### CONSIGNA
Prosigue la reseña sobre las dos parejas hospedadas en Cozumel a partir de su última oración.

### TEXTO DE LECTURA
━━━━━━━━━━━━━━━━
La lucidez paradisiaca

En aparente aunque ostentoso y ultrapregonado viaje de bodas (“Queremos estar solos, es nuestra luna de miel”), la joven pareja defeña formada por la bella exbailarina de raros rasgos angulosos Ana (Natalia Córdova tan grácil y jubilosa cuan inquietante) y el apuesto administrador de empresas familiares Mauricio (Raúl Méndez modelando más que moldeando su personaje), coincide durante toda su estancia en el hotel Ventanas al Mar, de la caribeña isla paradisiaca de Cozumel, con la provecta pareja madrileña integrada por la exprofesora vuelta traductora de poesía neohispánica al italiano Emma (Charo López sublime) y su multijubilado esposo expolítico Joaquín (Fernando Guillén sin pudor), celebrando su enésimo aniversario de bodas y esperando en vano la visita de su fracasado hijo neoyorquino Nico en compañía de los añorados nietos. Y coinciden tanto en la playa, donde los jóvenes sorprenden desde su arribo del aeropuerto un aparencial ahogamiento del viejo arrastrado mar adentro por una fatídica corriente traicionera, como en el restaurante al aire libre, donde ambas parejas toman sus alimentos bajo la cortesana mirada del gerente hotelero Álvaro (Antonio de la Vega) y oyendo embelesadas un reiterativo popurrí de seductores boleros de otras épocas (“Nuestro juramento” con Julio Jaramillo, “Perdón” con Daniel Santos, “No, no y no” con Los Panchos, “Obsesión” con Toña la Negra y por encima de ellos “Lágrimas negras” con el Trío Matamoros), en donde se quedarán prácticamente a solas cuando los huéspedes se retiren por el amenazante arribo de un temporal y donde entablarán una amable y discreta pero bulliciosamente afectiva amistad, tras haberse observado mutuamente, vigilado y venadeado durante largas jornadas, analizado verbalmente e incluso haberse espiado, sobre todo los españoles a los chilanguitos, a través de las muy hipotéticas barreras que separan las terrazas de sus cuartos contiguos, lugares estancos para que los viejos den acariciadora rienda suelta a los restos de su larga vida juntos y los jóvenes hagan frenéticamente el amor, en apariencia sin descanso y por no tener alguna otra cosa mejor que hacer.
━━━━━━━━━━━━━━━━
### MATERIAL PROPORCIONADO
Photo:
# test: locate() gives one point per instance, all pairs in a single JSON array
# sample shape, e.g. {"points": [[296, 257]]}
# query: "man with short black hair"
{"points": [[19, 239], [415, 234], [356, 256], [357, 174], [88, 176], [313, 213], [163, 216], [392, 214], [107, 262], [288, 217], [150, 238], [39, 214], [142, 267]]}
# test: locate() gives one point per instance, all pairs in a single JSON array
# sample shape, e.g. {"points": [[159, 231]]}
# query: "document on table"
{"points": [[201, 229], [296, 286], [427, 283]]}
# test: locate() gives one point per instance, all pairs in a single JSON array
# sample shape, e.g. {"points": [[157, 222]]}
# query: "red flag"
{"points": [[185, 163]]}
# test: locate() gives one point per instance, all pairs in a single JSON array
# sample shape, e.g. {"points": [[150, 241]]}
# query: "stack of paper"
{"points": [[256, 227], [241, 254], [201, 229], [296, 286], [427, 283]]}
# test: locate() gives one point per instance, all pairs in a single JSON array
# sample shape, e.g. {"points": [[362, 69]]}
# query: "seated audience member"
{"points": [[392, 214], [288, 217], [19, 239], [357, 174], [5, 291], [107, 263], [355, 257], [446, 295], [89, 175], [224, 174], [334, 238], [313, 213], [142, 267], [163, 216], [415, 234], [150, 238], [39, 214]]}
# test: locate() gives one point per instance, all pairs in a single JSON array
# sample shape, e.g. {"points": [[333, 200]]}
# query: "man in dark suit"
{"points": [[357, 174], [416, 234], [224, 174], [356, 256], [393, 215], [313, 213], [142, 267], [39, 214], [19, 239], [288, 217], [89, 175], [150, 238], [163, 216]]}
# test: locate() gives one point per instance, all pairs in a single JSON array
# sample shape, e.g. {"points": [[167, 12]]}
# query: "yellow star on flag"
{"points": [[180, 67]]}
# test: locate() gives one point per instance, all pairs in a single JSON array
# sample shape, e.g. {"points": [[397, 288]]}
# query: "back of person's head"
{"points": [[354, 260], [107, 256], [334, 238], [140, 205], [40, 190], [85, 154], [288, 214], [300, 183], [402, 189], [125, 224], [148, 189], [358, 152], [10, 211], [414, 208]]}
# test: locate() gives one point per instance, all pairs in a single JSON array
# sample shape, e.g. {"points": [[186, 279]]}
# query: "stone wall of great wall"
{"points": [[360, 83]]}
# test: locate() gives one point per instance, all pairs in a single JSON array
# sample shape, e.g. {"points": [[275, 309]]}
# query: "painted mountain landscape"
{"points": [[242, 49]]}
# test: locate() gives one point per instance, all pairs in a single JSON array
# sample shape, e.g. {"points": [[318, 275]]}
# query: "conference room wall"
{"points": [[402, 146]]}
━━━━━━━━━━━━━━━━
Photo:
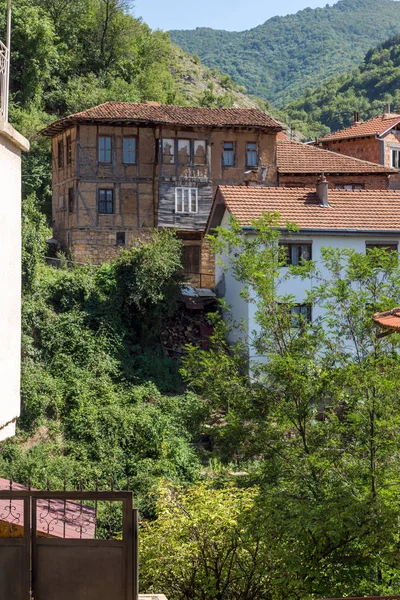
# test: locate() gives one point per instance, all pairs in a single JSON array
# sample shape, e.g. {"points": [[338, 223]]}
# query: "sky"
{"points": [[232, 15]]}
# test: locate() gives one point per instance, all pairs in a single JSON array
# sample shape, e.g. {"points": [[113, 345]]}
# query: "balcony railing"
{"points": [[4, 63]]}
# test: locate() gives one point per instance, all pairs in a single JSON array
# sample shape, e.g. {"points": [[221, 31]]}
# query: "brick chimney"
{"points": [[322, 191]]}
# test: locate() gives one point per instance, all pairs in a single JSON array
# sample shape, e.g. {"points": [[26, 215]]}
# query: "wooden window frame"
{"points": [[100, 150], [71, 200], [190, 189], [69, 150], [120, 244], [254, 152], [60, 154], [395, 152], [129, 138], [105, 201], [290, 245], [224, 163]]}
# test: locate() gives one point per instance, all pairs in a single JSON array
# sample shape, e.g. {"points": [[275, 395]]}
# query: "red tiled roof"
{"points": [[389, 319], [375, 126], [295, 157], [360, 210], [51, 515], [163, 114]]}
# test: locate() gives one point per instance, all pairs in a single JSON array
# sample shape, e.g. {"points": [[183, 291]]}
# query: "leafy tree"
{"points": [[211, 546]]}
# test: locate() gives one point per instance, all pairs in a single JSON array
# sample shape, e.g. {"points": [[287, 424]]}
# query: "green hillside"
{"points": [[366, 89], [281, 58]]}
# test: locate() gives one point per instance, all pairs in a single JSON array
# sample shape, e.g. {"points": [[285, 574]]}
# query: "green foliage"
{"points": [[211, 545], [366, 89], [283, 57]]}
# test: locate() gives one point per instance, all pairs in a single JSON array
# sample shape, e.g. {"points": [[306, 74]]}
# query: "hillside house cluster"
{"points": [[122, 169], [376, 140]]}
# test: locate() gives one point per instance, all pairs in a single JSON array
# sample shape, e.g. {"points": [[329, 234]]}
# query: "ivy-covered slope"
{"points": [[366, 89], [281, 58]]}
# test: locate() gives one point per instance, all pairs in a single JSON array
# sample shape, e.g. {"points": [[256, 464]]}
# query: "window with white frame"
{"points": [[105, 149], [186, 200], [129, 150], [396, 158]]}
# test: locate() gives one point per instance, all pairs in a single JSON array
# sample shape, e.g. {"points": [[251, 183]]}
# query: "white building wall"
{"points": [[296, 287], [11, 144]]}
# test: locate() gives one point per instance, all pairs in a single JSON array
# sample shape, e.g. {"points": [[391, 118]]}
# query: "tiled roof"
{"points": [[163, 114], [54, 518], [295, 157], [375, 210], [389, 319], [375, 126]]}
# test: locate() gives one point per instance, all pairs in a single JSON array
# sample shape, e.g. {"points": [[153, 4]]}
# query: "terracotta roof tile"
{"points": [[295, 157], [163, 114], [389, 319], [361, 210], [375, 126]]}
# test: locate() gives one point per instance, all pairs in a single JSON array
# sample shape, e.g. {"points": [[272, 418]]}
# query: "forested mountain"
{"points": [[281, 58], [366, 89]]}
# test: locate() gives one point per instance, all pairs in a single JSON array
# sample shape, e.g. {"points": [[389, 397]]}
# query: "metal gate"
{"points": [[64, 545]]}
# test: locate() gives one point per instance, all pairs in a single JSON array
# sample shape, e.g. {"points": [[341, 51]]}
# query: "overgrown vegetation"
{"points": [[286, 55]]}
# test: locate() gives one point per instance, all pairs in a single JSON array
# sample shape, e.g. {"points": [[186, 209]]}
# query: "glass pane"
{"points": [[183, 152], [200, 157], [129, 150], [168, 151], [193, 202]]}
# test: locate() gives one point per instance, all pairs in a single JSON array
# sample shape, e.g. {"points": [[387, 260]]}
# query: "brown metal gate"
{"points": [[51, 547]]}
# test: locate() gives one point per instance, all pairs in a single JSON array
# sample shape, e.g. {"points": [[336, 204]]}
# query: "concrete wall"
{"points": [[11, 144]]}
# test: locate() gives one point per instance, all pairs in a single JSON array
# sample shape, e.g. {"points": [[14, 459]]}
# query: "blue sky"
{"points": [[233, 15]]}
━━━━━━━━━━━━━━━━
### RESPUESTA
Pronto se vislumbrarán y saldrán los conflictos que aquejan y guardan muy bien escondidos cada uno de los miembros de cada una de las parejas, pues Mauricio presentaba a la moralmente lastimada Ana como su esposa sin serlo y ahora está vía celular asediado por un lejano accidente de su cónyuge auténtica que lo saca de quicio, y Emma acaba de recibir los resultados de unos exámenes clínicos que le revelan con escasa esperanza de vida ante un Joaquín que aprovecha cualquier oportunidad para voyerizar a la hundida Ana e incluso meterle mano a su atractivo cuerpo al consolarla, secundando a su esposa, en un arrebato depresivo que deja a la chava momentáneamente postrada.

Para colmo, todos esos malestares habrán de entrar en crisis, profundizarse y estallar en el transcurso de una gozosa salida a bordo de una pequeña embarcación para navegar en altamar, que era una excursión aplazada durante un día a causa del temor al mal tiempo, pero que al fin fue irresponsablemente autorizada por un apresurado Álvaro que ha cedido a la insistencia del viejo Joaquín, quien habrá de conducirla y realizarla, gobernando el entusiasmo de su esposa y sus jóvenes invitados. En medio de una borrachera colectiva de vino y tequilazos, que alientan el nado sobre arrecifes de coral o en las grandes profundidades del mar abierto, y hasta el baile en la estrecha cubierta, con picaresco y arrastrado intercambio de confidencias íntimas, un Mauricio vuelto incontrolable enloquece de euforia, se rehúsa a regresar al hotel por una simple sospecha de tormenta, arroja en un arrebato las llaves de los controles de mando y, para desaprobador escándalo sobreviviente de todos, arranca los cables de la radio que los unía a la capitanía del puerto, pero reacciona aterrado en plena tempestad, desata una lancha salvavidas tipo overcraft reducido y logra convencer a una Ana histerizada de pánico que se embarque a la desesperada con él, dejando a los viejos temerosos a su suerte. Pero al llegar venturosamente sanos y salvos a la playa, en el acto de pedir un aventón automovilístico en la carretera, Ana corta definitivamente cualquier lazo sentimental con el hombre, mientras en altamar, Emma y Joaquín se preparan para lo peor, inermes y a merced de los elementos.